● WHAT TO PRODUCE
Please copy every one of the items below word for word, keeping each line as it stands.

● DATA LINES
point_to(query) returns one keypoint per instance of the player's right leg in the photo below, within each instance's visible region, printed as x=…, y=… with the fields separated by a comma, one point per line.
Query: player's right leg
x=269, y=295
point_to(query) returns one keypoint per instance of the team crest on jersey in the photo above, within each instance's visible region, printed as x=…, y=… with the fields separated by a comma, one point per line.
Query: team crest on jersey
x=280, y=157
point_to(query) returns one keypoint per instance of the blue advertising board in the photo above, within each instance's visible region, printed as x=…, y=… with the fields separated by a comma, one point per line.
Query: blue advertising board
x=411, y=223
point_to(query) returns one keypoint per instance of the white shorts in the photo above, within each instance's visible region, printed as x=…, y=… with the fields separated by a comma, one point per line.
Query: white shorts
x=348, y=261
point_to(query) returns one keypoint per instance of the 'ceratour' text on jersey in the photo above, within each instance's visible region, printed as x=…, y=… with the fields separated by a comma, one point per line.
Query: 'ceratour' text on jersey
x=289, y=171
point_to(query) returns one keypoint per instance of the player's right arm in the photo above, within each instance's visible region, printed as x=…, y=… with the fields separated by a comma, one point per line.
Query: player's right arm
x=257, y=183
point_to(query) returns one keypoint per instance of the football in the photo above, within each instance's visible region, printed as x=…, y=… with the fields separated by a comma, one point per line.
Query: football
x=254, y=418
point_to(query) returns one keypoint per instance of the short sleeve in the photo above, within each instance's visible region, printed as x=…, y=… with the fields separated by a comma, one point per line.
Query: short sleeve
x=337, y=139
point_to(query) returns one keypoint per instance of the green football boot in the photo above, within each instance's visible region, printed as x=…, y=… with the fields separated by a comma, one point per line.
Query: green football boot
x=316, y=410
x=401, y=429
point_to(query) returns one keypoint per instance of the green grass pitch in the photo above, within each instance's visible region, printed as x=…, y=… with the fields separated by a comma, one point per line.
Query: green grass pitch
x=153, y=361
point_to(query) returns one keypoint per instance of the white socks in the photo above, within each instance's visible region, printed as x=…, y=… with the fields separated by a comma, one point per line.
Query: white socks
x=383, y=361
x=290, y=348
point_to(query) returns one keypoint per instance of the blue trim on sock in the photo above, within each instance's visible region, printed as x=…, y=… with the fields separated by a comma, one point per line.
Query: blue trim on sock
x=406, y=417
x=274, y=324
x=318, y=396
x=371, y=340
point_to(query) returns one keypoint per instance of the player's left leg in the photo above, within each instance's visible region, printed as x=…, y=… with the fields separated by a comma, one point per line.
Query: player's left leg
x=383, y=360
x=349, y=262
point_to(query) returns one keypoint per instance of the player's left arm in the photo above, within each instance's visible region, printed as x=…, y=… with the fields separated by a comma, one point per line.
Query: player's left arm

● WORKED SOLUTION
point_to(query) returns one keypoint per instance of the player's right leg in the photo below, within each instance's visible region, printed as x=…, y=… with the fields separated by a comma, one point per line.
Query: player's right leg
x=269, y=295
point_to(query) returns one keypoint per instance of the team crest on jersey in the photo above, within each instance's visible region, printed as x=…, y=… with the fields separated by a comma, one point per line.
Query: team crest on jersey
x=280, y=157
point_to(query) returns one keypoint per instance of the blue advertising board in the photo above, within each instance's visible region, printed as x=…, y=… with the fields separated by a comma, one point per line.
Query: blue advertising board
x=411, y=223
point_to(query) returns one keypoint per instance of the white shorts in the photo above, within each instance's visible region, printed as x=…, y=… with the fields separated by a comma, one point per line.
Query: white shorts
x=348, y=261
point_to(query) returns one keypoint per instance of the 'ceratour' text on jersey in the photo above, within each instance's visible region, printed as x=…, y=… with the fields separated by a comma, one point per line.
Query: 'ceratour' text on jersey
x=289, y=171
point_to(query) returns one keypoint per instance of the player's right arm in the photo above, within each instance's visible region, printed as x=…, y=… with the fields separated by a comma, one point per line.
Query: player's right arm
x=257, y=183
point_to(query) returns one keypoint per instance of the football in the photo above, within each instance's visible region, printed as x=…, y=… with the fields separated by a comma, one point per line.
Query: football
x=254, y=418
point_to(query) returns one keypoint per instance of the short sleeve in the photo above, within each instance's visible region, printed as x=…, y=… with the fields separated by a comma, one point per line.
Query: short sleeve
x=337, y=139
point_to(query) returns one keypoint per instance of the green football boot in the photo above, within each instance's visible region, printed as x=…, y=… with the fields separated by a comma, one point per line.
Query: green football boot
x=316, y=410
x=401, y=429
point_to(query) returns one keypoint per instance of the green grass pitch in the photo above, within each instance's visible region, printed as x=…, y=… with the fields separated by a comma, one point per line.
Query: green grass pitch
x=153, y=361
point_to(query) returns one keypoint per instance of the white socks in the photo above, within each instance's visible region, printed as x=…, y=… with the fields separated by a comma, one point per line.
Query: white socks
x=383, y=361
x=290, y=348
point_to(query) returns one keypoint per instance of the blue trim on sock in the photo above, within each instance's visible region, printed as x=…, y=… with the fields separated by a comma, one point per line.
Query: blue trim on sock
x=406, y=417
x=274, y=324
x=318, y=396
x=371, y=340
point_to(query) returns one keypoint per instance of the player's left leg in the photo above, within each instance's visible region, printed as x=…, y=… with the fields separated by a comma, one point per line.
Query: player's left leg
x=383, y=360
x=349, y=262
point_to(query) returns one keypoint per instance of the player's left arm in the photo above, within each instance's visible region, printed as x=…, y=… with the fields separated by a comma, one point per line.
Query: player's left arm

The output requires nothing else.